Les mécanismes pathogéniques des myosites idiopathiques (ou myopathies inflammatoires) se précisent de plus en plus. Ils impliquent notamment les interférons (IFN), dont le rôle a été démontré par l’analyse transcriptomique de tissus ou de cellules provenant de patients atteints de myosite, laquelle retrouve une augmentation de l’expression des gènes stimulés par l’IFN (IFN stimulated genes ou ISG) : on parle de « signature interféron ».
Des signes indirects et directs d’implication
Une étude rétrospective et prospective a été réalisée entre 2013 et 2019 dans trois Centres de Référence de Rhumatologie pédiatrique français. Elle a concerné 64 enfants atteints de myopathie inflammatoire juvénile (dermatomyosite ou myosite de chevauchement). Ils ont bénéficié d’une analyse des gènes stimulés par l’interféron alpha (IFNα), ou score IFN, mais aussi d’un dosage sérique direct de l’IFNα grâce la technique Simoa (Single molecule arrays). Cette dernière méthode, encore du domaine de la recherche, utilise des auto-anticorps à forte affinité pour l’IFN ce qui permet de le détecter dans le sang et de le quantifier à des niveaux bien plus faibles que les méthodes classiques.

QUESTIONS À TRAITER ::
A: Les affirmations suivantes concordent-elles avec le texte sur les myosites ? (i) L'étude a porté sur 64 enfants. (ii) L'étude a été menée dans cinq centres. (iii) La technique Simoa est couramment employée en pratique clinique. Répondez à chacune par oui ou non, en citant les mots décisifs du texte.
B: Reprenez le passage du texte sur les myosites qui débute aux mots « Des signes indirects » et s'arrête après « les méthodes classiques. », en remplaçant « enfants » par « patients ».

Enregistrements issus d'un jeu de données:
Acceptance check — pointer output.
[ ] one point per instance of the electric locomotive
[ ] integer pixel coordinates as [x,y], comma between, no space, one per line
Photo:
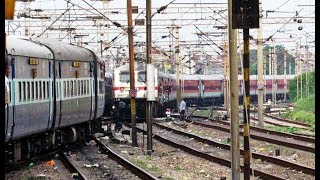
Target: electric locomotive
[56,95]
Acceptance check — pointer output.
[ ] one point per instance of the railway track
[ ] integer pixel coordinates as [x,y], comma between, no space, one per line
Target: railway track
[125,163]
[283,139]
[67,162]
[288,121]
[206,156]
[270,119]
[70,165]
[281,162]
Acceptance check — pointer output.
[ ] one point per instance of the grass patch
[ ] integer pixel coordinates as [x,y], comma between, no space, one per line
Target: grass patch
[178,168]
[201,113]
[304,111]
[285,129]
[144,165]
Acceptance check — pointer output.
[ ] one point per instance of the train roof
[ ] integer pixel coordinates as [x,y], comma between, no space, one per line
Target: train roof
[192,76]
[137,67]
[108,74]
[64,51]
[23,47]
[255,77]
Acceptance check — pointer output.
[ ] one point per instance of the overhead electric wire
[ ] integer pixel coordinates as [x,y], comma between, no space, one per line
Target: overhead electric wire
[282,26]
[162,8]
[55,21]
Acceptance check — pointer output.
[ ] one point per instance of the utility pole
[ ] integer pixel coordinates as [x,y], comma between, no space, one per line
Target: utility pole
[175,32]
[234,91]
[285,75]
[132,80]
[265,82]
[225,74]
[270,61]
[296,69]
[178,63]
[306,64]
[246,105]
[300,69]
[150,80]
[274,69]
[260,70]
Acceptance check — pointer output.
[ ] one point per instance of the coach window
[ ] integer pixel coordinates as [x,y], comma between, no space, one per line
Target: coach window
[37,90]
[32,98]
[124,77]
[41,90]
[20,91]
[71,89]
[141,76]
[28,91]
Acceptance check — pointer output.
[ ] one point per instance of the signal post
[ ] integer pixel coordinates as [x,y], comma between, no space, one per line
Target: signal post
[245,15]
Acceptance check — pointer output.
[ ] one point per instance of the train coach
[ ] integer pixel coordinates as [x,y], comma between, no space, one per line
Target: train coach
[197,90]
[207,90]
[121,88]
[56,95]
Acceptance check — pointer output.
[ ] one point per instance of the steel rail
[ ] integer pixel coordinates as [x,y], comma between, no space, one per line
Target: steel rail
[253,128]
[275,160]
[261,138]
[16,165]
[206,156]
[69,164]
[124,162]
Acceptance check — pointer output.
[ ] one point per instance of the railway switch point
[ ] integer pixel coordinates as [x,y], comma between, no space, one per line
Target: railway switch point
[277,152]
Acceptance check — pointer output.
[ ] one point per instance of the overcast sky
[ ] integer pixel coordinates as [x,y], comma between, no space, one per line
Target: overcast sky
[282,8]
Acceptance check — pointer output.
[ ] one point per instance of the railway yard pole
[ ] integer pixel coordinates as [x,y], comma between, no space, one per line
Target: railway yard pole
[132,84]
[150,80]
[285,76]
[178,63]
[246,105]
[300,69]
[225,74]
[275,72]
[296,70]
[234,100]
[260,70]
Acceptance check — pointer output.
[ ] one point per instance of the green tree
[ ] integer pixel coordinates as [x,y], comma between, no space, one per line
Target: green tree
[293,86]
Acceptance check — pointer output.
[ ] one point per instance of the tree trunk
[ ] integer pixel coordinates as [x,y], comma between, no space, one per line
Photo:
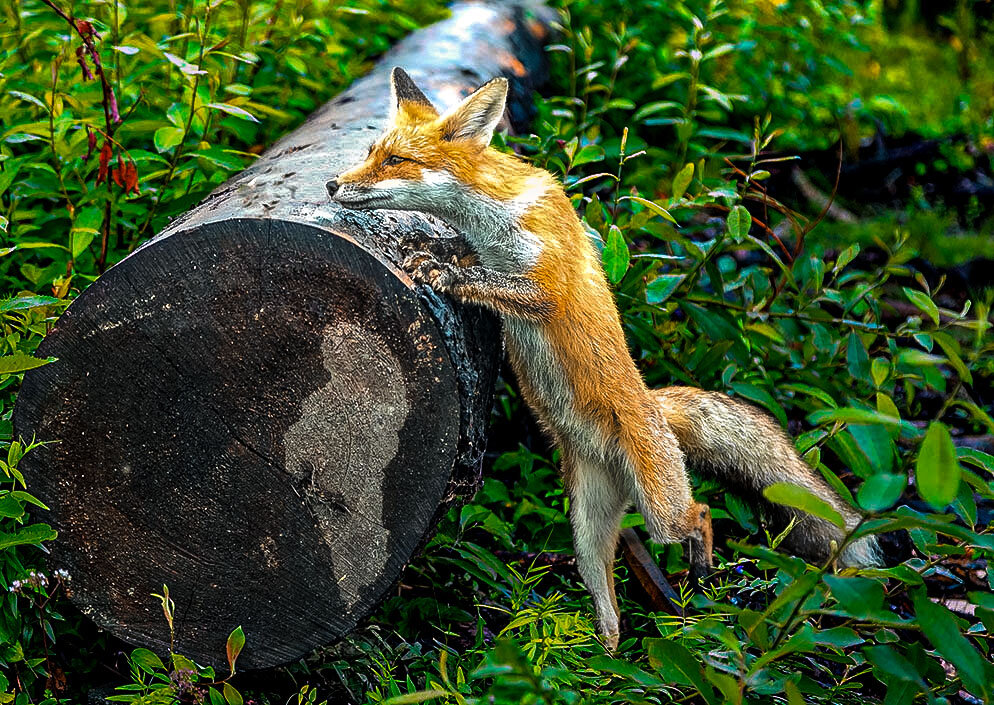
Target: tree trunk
[258,408]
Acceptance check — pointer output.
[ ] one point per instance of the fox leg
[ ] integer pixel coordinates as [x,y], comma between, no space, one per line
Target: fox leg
[511,294]
[597,504]
[444,249]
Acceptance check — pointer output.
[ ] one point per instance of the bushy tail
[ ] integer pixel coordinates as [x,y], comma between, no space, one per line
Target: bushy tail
[747,450]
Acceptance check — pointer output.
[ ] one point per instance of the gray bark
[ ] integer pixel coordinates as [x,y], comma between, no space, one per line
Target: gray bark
[258,407]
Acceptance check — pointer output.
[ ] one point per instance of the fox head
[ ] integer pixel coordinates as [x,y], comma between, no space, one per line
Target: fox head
[425,160]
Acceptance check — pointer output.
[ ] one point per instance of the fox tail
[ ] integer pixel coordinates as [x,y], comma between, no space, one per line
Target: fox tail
[748,451]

RÉPONSES PAR QUESTION ::
A:
(i) Oui : « Elle a concerné 64 enfants atteints de myopathie inflammatoire juvénile ».
(ii) Non : « dans trois Centres de Référence de Rhumatologie pédiatrique français ».
(iii) Non : « encore du domaine de la recherche ».

B:
Des signes indirects et directs d’implication
Une étude rétrospective et prospective a été réalisée entre 2013 et 2019 dans trois Centres de Référence de Rhumatologie pédiatrique français. Elle a concerné 64 patients atteints de myopathie inflammatoire juvénile (dermatomyosite ou myosite de chevauchement). Ils ont bénéficié d’une analyse des gènes stimulés par l’interféron alpha (IFNα), ou score IFN, mais aussi d’un dosage sérique direct de l’IFNα grâce la technique Simoa (Single molecule arrays). Cette dernière méthode, encore du domaine de la recherche, utilise des auto-anticorps à forte affinité pour l’IFN ce qui permet de le détecter dans le sang et de le quantifier à des niveaux bien plus faibles que les méthodes classiques.